### Questions to answer
1. Transcribe the opioid withdrawal excerpt, starting at "HOW DO YOU RECOGNIZE" and ending at "a COWS calculation)".
2. How would you say this sentence from the opioid withdrawal excerpt in Spanish: "The higher the score, the less likely the patient will develop BPW."
3. Answer these questions from the opioid withdrawal excerpt:
(a) Is OWS typically life-threatening?
(b) What is the primary concern when treating OUD with buprenorphine?
(c) When unsure, what score is used to quantify withdrawal severity?

═══ Text excerpt

HOW DO YOU RECOGNIZE OPIOID WITHDRAWAL SYNDROME (OWS)?OWS refers to the constellation of distressing symptoms associated with too-rapid decrease or cessation of opioid use following the development of opioid dependence. Although typically not life-threatening, OWS results in severe pain, dysphoria, and cravings that can lead to desperate behavior and self-treatment with illicit opioids, as is often seen among individuals with OUD.20 Additional signs and symptoms of OWS include tachycardia, dilated pupils, yawning, tremors, rhinorrhea, goose-flesh skin, and diaphoresis, as well as muscle/joint aches, restlessness, anxiety/irritability, and gastrointestinal distress with abdominal pain, vomiting, and diarrhea.21 (see MDCALC or another tool for a COWS calculation)

HOW TO INITIATE BUPRENORPHINE IN THE EMERGENCY SETTING
When treating OUD with buprenorphine, the primary concern is administering the drug too early and causing buprenorphine-precipitated withdrawal. When the patient is in florid withdrawal, a more detailed assessment may not be necessary; however, when unsure, quantify withdrawal severity using the COWS score. The higher the score, the less likely the patient will develop BPW. We generally recommend waiting until the score is >7 or higher if the patient has recently used methadone or is likely to have been using fentanyl. When in doubt, a focus on objective signs of withdrawal such as tachycardia, tremors, diaphoresis, runny nose, and gooseflesh skin.

══════
═══ Records

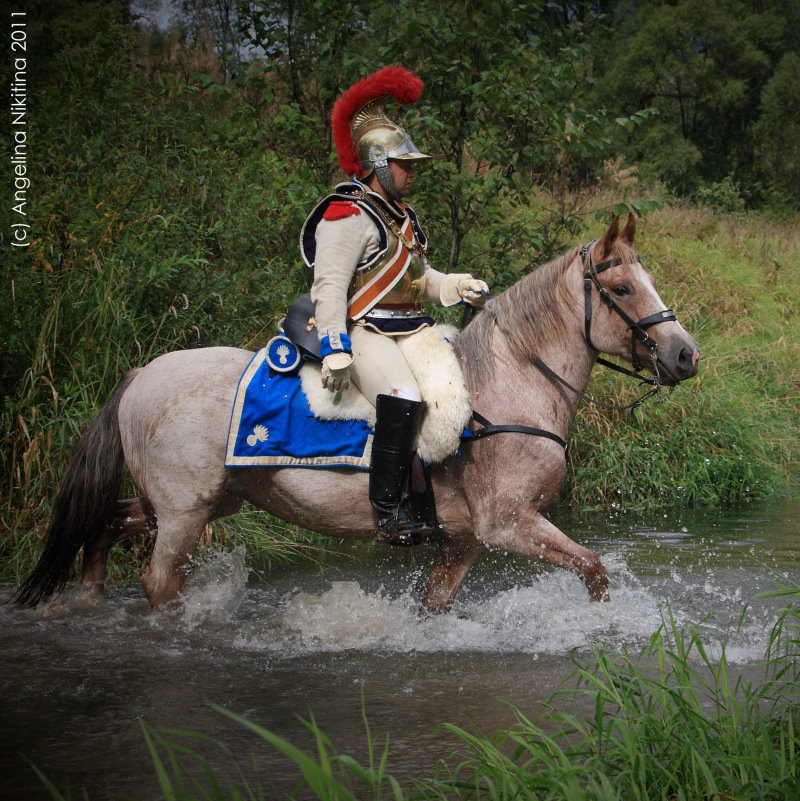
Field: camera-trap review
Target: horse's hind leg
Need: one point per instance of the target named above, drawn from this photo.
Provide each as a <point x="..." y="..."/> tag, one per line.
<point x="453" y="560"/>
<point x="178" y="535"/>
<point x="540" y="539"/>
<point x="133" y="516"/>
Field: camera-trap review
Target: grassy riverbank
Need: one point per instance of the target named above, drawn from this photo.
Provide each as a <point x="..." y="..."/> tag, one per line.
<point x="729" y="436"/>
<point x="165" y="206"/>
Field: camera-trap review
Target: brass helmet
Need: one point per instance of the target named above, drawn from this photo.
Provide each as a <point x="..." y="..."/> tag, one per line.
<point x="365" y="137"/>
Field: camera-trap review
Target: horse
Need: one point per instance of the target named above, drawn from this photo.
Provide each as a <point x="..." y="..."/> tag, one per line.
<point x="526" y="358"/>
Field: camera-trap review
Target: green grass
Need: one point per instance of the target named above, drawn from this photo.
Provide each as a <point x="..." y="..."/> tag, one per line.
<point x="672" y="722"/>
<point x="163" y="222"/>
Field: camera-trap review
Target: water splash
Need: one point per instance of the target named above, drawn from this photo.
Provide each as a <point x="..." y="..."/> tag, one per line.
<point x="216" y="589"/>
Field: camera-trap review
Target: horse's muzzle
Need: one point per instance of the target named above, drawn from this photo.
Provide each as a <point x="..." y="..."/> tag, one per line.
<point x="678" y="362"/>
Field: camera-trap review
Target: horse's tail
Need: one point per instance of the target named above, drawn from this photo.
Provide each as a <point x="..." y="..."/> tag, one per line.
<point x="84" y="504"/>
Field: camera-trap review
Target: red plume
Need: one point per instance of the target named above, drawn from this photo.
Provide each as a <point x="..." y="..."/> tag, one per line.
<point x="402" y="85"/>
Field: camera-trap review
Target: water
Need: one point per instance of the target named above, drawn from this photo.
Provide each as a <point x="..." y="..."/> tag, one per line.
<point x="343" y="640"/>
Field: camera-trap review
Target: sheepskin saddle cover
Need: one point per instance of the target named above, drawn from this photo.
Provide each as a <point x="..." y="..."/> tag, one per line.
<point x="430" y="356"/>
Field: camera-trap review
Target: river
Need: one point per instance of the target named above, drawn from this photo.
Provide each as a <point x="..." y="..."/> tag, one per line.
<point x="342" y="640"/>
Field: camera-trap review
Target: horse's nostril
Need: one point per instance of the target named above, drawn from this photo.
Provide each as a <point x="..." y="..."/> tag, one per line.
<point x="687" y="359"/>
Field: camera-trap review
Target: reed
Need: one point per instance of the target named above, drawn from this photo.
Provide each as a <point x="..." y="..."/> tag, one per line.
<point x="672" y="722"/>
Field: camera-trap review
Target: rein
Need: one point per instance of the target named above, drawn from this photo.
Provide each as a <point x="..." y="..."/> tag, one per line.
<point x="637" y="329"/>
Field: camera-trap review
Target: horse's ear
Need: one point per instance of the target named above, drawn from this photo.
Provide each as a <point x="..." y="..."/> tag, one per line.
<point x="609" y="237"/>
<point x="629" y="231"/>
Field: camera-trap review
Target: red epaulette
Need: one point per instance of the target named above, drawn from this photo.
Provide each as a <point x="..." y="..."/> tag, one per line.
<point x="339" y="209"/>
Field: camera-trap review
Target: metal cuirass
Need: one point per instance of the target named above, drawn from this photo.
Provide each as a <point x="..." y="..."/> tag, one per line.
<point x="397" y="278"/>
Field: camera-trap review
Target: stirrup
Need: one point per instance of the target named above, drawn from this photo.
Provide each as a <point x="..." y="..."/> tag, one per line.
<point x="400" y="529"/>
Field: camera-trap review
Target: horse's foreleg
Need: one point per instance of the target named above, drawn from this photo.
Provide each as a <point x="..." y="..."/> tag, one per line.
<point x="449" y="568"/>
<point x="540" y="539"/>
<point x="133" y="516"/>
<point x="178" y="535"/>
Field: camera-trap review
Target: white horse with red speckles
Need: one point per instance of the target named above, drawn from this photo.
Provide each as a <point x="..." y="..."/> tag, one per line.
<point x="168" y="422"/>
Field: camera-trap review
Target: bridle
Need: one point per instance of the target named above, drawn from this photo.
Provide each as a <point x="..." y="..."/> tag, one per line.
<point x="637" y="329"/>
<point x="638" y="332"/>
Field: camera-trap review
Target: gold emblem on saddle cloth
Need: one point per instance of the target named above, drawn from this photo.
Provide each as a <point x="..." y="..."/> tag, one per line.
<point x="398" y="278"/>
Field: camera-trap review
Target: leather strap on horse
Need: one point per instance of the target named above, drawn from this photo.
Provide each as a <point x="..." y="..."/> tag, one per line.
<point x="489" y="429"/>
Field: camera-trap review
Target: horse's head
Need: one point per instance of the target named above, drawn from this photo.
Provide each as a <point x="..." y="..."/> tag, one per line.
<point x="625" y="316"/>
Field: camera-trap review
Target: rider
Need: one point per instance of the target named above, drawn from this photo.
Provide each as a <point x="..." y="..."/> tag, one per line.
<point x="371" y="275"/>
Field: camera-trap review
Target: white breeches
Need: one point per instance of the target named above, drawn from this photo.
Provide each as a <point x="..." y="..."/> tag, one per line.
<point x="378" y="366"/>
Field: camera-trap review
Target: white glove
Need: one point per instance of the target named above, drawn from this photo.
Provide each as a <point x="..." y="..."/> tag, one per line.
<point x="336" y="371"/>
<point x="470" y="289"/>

══════
═══ Records

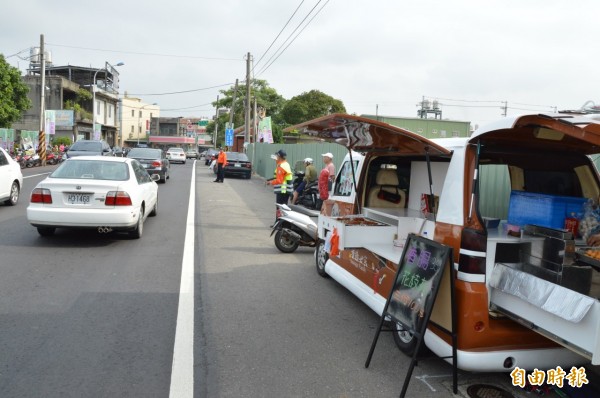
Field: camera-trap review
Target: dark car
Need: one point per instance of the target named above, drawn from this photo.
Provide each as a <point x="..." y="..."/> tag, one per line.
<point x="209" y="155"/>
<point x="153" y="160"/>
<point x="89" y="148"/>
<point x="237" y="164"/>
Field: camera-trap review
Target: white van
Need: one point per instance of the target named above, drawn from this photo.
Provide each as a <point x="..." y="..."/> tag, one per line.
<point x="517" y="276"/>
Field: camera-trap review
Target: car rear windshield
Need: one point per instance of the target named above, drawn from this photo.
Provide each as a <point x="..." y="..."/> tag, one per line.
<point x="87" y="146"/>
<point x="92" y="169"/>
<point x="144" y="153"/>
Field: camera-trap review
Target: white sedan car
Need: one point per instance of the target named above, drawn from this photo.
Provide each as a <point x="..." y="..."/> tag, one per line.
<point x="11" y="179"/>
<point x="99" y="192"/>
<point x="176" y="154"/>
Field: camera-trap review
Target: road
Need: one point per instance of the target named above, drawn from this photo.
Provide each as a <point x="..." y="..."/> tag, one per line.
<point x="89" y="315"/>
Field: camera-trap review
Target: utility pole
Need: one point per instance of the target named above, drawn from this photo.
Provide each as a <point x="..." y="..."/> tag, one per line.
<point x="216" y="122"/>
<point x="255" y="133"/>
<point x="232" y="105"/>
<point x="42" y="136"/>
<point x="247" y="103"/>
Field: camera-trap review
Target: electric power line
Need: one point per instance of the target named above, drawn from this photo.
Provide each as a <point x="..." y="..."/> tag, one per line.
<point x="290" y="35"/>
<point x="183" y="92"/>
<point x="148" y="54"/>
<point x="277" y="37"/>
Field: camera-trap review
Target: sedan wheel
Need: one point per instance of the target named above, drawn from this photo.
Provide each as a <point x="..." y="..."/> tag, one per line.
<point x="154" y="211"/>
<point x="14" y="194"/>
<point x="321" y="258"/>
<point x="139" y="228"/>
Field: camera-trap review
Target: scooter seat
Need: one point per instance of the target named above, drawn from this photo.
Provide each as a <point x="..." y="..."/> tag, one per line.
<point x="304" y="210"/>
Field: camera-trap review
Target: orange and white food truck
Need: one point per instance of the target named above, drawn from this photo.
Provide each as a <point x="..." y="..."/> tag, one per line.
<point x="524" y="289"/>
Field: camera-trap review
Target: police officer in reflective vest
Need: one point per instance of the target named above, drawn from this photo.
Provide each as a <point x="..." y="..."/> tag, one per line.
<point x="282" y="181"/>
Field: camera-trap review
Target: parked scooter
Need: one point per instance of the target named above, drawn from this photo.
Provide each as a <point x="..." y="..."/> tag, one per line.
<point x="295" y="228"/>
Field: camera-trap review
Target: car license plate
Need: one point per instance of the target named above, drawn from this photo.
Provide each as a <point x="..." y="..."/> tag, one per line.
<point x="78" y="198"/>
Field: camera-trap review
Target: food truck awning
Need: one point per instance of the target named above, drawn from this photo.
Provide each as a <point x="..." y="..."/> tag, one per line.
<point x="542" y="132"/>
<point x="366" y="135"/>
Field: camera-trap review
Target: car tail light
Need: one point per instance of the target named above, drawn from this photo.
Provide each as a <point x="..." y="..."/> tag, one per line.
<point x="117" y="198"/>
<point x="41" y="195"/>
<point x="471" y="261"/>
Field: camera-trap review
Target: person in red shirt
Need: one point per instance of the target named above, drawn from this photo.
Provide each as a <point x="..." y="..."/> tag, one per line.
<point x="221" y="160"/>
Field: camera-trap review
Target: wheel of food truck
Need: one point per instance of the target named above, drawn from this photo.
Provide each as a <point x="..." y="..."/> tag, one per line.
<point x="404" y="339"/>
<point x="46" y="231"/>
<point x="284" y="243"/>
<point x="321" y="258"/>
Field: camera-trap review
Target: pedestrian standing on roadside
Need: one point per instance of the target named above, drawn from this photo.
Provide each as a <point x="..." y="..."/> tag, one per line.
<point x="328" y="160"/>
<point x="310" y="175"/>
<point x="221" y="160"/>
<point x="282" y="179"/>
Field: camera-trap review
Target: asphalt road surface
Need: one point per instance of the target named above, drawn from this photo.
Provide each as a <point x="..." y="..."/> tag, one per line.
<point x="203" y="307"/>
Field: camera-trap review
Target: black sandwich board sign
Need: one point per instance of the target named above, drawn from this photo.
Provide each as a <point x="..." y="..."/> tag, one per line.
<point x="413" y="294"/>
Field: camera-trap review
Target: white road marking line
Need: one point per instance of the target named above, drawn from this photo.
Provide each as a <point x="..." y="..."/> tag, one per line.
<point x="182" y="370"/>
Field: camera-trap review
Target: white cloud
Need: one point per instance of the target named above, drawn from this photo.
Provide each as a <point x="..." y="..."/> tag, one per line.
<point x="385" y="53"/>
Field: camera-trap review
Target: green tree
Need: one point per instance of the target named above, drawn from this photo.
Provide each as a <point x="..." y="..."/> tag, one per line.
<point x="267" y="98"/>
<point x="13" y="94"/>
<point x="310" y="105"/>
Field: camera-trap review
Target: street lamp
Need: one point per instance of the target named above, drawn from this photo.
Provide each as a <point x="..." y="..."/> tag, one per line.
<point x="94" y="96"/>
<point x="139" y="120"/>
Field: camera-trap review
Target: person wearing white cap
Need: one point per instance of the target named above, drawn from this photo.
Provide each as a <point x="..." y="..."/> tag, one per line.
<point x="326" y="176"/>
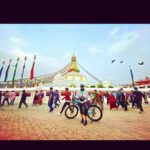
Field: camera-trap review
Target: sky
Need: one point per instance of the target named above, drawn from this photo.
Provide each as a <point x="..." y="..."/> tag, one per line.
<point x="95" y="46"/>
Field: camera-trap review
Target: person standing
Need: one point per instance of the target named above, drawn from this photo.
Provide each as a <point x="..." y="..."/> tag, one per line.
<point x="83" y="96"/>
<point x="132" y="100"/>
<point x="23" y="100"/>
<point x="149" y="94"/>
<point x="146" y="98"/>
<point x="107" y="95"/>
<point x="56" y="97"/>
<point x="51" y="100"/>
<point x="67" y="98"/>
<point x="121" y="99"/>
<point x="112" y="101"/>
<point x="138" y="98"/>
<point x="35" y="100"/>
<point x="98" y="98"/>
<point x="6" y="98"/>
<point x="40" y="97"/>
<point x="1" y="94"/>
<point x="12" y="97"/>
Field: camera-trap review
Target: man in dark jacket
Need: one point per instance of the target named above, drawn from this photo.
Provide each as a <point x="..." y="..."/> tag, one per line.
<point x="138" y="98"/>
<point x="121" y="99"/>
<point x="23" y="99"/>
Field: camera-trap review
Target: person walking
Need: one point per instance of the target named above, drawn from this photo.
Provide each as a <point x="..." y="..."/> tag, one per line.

══════
═══ Records

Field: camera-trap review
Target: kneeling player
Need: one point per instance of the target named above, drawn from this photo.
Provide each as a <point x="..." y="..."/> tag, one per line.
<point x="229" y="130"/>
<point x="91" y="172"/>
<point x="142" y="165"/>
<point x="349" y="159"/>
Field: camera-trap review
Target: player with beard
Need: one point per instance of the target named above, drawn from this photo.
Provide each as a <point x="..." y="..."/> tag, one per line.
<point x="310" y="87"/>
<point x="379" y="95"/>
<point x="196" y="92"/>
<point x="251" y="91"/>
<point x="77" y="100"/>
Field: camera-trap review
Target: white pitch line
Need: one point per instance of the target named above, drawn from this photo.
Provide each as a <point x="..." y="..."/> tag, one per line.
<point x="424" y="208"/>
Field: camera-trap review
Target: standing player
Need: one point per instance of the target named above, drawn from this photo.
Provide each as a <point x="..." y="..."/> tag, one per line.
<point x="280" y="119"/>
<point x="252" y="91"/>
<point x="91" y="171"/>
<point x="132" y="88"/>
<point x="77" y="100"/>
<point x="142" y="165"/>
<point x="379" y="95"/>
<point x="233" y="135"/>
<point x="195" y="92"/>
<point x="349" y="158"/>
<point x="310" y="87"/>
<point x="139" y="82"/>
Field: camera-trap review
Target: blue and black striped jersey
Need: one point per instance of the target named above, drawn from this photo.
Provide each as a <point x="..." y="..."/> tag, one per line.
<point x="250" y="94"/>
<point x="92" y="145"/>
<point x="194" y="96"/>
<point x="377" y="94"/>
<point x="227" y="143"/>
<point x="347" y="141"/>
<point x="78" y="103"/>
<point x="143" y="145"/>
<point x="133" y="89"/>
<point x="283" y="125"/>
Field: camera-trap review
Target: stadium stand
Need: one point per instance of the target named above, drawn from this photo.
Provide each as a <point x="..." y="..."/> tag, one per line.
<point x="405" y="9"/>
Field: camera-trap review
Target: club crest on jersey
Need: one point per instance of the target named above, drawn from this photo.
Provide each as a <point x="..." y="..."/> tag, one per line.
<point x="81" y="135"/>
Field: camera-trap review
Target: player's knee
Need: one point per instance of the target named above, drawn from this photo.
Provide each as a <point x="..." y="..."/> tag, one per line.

══════

### Results
1.
HOW DO YOU RECOGNIZE OPIOID WITHDRAWAL SYNDROME (OWS)?OWS refers to the constellation of distressing symptoms associated with too-rapid decrease or cessation of opioid use following the development of opioid dependence. Although typically not life-threatening, OWS results in severe pain, dysphoria, and cravings that can lead to desperate behavior and self-treatment with illicit opioids, as is often seen among individuals with OUD.20 Additional signs and symptoms of OWS include tachycardia, dilated pupils, yawning, tremors, rhinorrhea, goose-flesh skin, and diaphoresis, as well as muscle/joint aches, restlessness, anxiety/irritability, and gastrointestinal distress with abdominal pain, vomiting, and diarrhea.21 (see MDCALC or another tool for a COWS calculation)

2. Cuanto más alta sea la puntuación, menos probable es que el paciente desarrolle BPW.

3.
(a) No, it is typically not life-threatening.
(b) Administering the drug too early and causing buprenorphine-precipitated withdrawal.
(c) The COWS score.